All records below are to be set down precisely as written, excluding pictures.

(Natural-language object grounding data)
____________

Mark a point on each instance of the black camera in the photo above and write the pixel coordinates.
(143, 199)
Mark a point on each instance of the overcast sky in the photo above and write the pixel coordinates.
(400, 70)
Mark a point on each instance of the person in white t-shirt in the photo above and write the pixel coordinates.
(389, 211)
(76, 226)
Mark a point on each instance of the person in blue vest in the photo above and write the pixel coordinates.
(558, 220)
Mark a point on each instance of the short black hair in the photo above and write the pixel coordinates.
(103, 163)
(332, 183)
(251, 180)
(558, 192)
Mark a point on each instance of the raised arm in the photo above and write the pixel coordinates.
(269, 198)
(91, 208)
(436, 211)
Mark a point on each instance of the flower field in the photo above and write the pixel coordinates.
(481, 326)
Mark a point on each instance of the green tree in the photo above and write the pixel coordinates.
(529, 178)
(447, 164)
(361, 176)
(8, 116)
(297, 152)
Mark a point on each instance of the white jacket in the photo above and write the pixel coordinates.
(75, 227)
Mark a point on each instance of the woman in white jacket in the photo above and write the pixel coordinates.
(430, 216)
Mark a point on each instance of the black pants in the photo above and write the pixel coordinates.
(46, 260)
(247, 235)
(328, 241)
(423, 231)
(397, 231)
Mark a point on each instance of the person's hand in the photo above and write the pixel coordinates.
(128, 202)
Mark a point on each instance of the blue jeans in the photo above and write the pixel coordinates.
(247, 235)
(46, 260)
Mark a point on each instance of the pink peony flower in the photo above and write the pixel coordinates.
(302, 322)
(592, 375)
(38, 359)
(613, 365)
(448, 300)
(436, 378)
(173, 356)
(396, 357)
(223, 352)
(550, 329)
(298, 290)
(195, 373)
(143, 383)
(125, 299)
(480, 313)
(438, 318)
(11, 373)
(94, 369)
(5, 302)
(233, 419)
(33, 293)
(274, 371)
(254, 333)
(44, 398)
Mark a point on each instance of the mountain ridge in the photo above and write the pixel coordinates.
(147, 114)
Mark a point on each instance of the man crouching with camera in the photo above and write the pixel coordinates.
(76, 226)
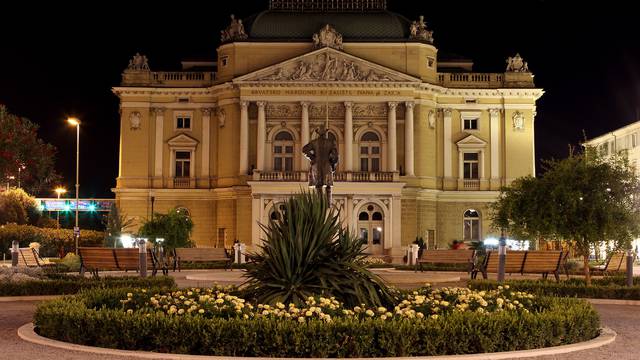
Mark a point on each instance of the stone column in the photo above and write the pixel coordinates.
(206, 135)
(391, 141)
(304, 129)
(495, 143)
(447, 143)
(244, 137)
(348, 136)
(159, 143)
(408, 139)
(262, 128)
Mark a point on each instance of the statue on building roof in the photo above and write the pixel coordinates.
(517, 64)
(322, 152)
(138, 63)
(419, 31)
(235, 31)
(327, 37)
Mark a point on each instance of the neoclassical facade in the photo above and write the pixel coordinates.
(425, 143)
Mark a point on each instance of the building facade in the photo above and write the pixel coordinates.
(425, 143)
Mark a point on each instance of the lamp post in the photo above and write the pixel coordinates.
(20, 168)
(59, 191)
(76, 230)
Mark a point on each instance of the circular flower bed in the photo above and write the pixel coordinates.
(216, 322)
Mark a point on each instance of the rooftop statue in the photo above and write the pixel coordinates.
(517, 64)
(323, 155)
(138, 63)
(235, 31)
(419, 31)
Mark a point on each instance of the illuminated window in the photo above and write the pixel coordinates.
(283, 152)
(471, 221)
(370, 152)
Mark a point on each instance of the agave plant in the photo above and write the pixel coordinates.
(307, 252)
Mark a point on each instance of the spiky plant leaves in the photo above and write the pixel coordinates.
(307, 252)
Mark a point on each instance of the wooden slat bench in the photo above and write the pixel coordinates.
(447, 257)
(513, 263)
(129, 258)
(524, 262)
(543, 262)
(201, 255)
(95, 258)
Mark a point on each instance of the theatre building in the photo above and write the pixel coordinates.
(425, 143)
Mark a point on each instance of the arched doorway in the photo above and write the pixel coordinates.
(371, 228)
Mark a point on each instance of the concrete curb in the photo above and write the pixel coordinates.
(26, 332)
(29, 298)
(613, 302)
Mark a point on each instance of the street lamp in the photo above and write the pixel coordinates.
(75, 122)
(59, 191)
(20, 168)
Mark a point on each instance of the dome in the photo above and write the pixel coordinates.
(380, 26)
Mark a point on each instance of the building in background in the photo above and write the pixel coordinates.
(425, 142)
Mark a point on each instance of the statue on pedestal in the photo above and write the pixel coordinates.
(323, 154)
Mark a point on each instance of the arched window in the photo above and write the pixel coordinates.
(371, 227)
(283, 152)
(370, 152)
(471, 221)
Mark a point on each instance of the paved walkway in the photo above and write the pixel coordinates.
(625, 320)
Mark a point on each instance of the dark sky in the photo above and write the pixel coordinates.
(63, 60)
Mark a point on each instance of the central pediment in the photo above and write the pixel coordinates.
(326, 65)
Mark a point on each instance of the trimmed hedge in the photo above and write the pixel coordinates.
(66, 284)
(53, 242)
(96, 318)
(605, 288)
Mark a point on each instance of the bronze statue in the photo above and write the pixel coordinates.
(323, 154)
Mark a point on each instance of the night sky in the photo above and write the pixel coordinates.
(63, 60)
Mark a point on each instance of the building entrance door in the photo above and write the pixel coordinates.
(371, 228)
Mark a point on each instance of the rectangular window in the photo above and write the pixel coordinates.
(183, 164)
(471, 166)
(183, 122)
(471, 124)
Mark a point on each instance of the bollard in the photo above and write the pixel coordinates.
(142, 250)
(243, 249)
(14, 253)
(502, 254)
(630, 267)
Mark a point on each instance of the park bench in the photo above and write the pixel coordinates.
(447, 257)
(523, 262)
(29, 257)
(98, 258)
(201, 255)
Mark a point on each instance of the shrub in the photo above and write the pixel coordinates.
(54, 242)
(305, 252)
(606, 288)
(97, 318)
(67, 284)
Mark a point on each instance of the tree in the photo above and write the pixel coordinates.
(115, 224)
(21, 148)
(16, 206)
(174, 227)
(584, 199)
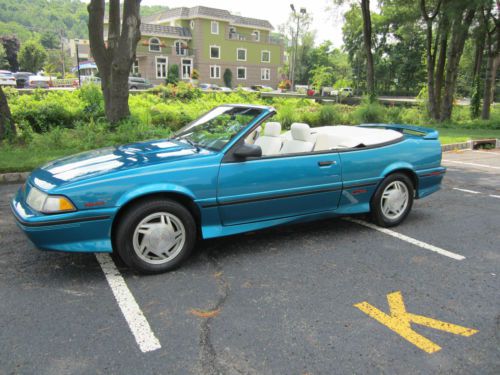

____________

▶ Written reply:
Mark a point on each instance of the black camera in the photo above and write the pixel coordinates.
(143, 199)
Mark a point on each instance of the overcast sky in the photo above and write the pixel coordinates.
(400, 70)
Mark a point on each instance of the person in white t-shirt in the photo above and write the pixel coordinates.
(389, 211)
(76, 226)
Mark a point on each instance of the person in blue vest in the photo above and write the pixel coordinates.
(558, 220)
Mark a point on each instance of the short black hair in the photo above and write the pixel coordinates.
(103, 163)
(332, 183)
(251, 180)
(558, 192)
Mark a point on each instance of the raised arm in the photo above and write the pixel coordinates.
(269, 198)
(91, 208)
(436, 211)
Mark a point on each instance of the flower field in the photo above and write the pixel coordinates.
(481, 326)
Mark a point on each instance of the green tree in the photo above and write the pixel coordinates.
(529, 178)
(447, 164)
(361, 176)
(8, 116)
(297, 152)
Mark a point on each instance of the white jacket in the photo above and write the pixel coordinates.
(75, 227)
Mark a point on each instance of the woman in white jacket in the photo above and write the pixel coordinates.
(430, 216)
Mark a point on each instance of the black pants in the photo above and write the pixel coordinates.
(46, 260)
(247, 235)
(328, 241)
(423, 231)
(397, 231)
Mark a point on each instance of the person's hand in the photo above and write the pixel coordinates.
(128, 202)
Mark a point on each instance of the blue jeans in the photo above and write the pixel coordinates.
(247, 235)
(46, 260)
Mark a point on each instance of the pink peony flower in the photo above and write the pixel coordinates.
(302, 322)
(592, 375)
(38, 359)
(613, 365)
(448, 300)
(436, 378)
(173, 356)
(396, 357)
(223, 352)
(550, 329)
(298, 290)
(195, 373)
(143, 383)
(125, 299)
(480, 313)
(438, 318)
(11, 373)
(94, 369)
(5, 302)
(233, 419)
(33, 293)
(274, 371)
(254, 333)
(44, 398)
Mark a point on each instance of the mountain ridge in the photo above and write the pixel coordinates.
(147, 114)
Mark a point on each instance of the man crouching with camera in the photo above and write the pixel coordinates.
(76, 226)
Mark a point on each instance of the stone column in the photo above and write the pixel coordinates.
(206, 135)
(391, 141)
(304, 129)
(495, 143)
(447, 143)
(244, 137)
(348, 136)
(159, 143)
(408, 139)
(262, 128)
Mark a point on each instance of the statue on building roof in the photo above and write the pixel coordinates.
(517, 64)
(322, 152)
(138, 63)
(419, 31)
(235, 31)
(327, 37)
Mark a point on each instance of the neoclassical facade in the photo above and write the pixel coordinates.
(425, 143)
Mark a point on each instance of the building facade in the photo above and write the pixel coordinates.
(425, 143)
Mark a point on each instance of the lamp post in the photo above and write the pixel coordinates.
(20, 168)
(59, 191)
(76, 230)
Mark a point on each instance of the circular flower bed in the photo above and write the pixel coordinates.
(216, 322)
Mark a point on each instance of the rooftop statue in the photo above and write the pixel coordinates.
(517, 64)
(323, 155)
(138, 63)
(235, 31)
(419, 31)
Mark a point on each instance of the illuminated window in the photo above and write the pixel coordinates.
(283, 152)
(471, 221)
(370, 152)
Mark a point on each instance of the agave plant in the photo above and write the pixel coordinates.
(307, 252)
Mark a point on each instance of the spiky plant leaves in the photo above and write the pixel coordinates.
(307, 252)
Mark a point on each instance of the wooden slat bench in the photo above and write the pixel coordinates.
(447, 257)
(513, 263)
(129, 258)
(524, 262)
(543, 262)
(201, 255)
(95, 258)
Mark a point on each instance of the theatre building in the photo above and write the pixel coordinates.
(425, 143)
Mark a point on each instance of the arched doorway in the photo above and write the pixel coordinates.
(371, 228)
Mark a point on each instance of the concrete curb in the photo above and write the pixel coordinates.
(26, 332)
(29, 298)
(613, 302)
Mark a point on each instance of the street lamp in the photo above and write the pixel coordinates.
(75, 122)
(59, 191)
(20, 168)
Mark a point on each instance of the dome in the photo above and write the pixel coordinates.
(380, 26)
Mark a point on each instance of the building in background in the photo above and write the pixel coordinates.
(425, 142)
Mark a point on each instance of the statue on pedestal in the photo above and write the pixel coordinates.
(323, 154)
Mark a point on each instance of the arched window in the photo above and write the pixel coordinates.
(371, 227)
(283, 152)
(370, 152)
(471, 221)
Mark a point on each instance of the paved walkway in the photo above and write the pixel coordinates.
(625, 320)
Mark a point on each instance of the dark sky in the photo above and write the pixel coordinates.
(63, 60)
Mark a point on each instance of the central pediment in the photo above and write the pixel coordinates.
(326, 65)
Mark a point on each instance of the trimmed hedge in the photo above and write the pixel coordinates.
(66, 284)
(53, 242)
(96, 318)
(605, 288)
Mark a point on each instance of the bronze statue in the photo above and write the pixel coordinates.
(323, 154)
Mark a point on each instance of the night sky in the photo above and write the pixel coordinates.
(63, 60)
Mark a point on each instance of the building entrance door in the photo above and write the pixel coordinates.
(371, 228)
Mark a point on each instance of the rectangular window in the photo above and write the pixel coordinates.
(183, 164)
(471, 166)
(183, 122)
(471, 124)
Mark a point on each instance of the bollard in the photo above and write the pixel coordinates.
(142, 250)
(243, 249)
(14, 253)
(502, 254)
(630, 267)
Mark a point on each instance of the park bench in the photo above and write the pixel coordinates.
(447, 257)
(523, 262)
(29, 257)
(98, 258)
(201, 255)
Mark a point on each instance of the shrub in the photo above and write the pixel coordinates.
(54, 242)
(305, 252)
(606, 288)
(97, 318)
(67, 284)
Mark a point on each instance of the tree in the photo above and write the pixel coordinates.
(115, 224)
(21, 148)
(16, 206)
(174, 227)
(584, 199)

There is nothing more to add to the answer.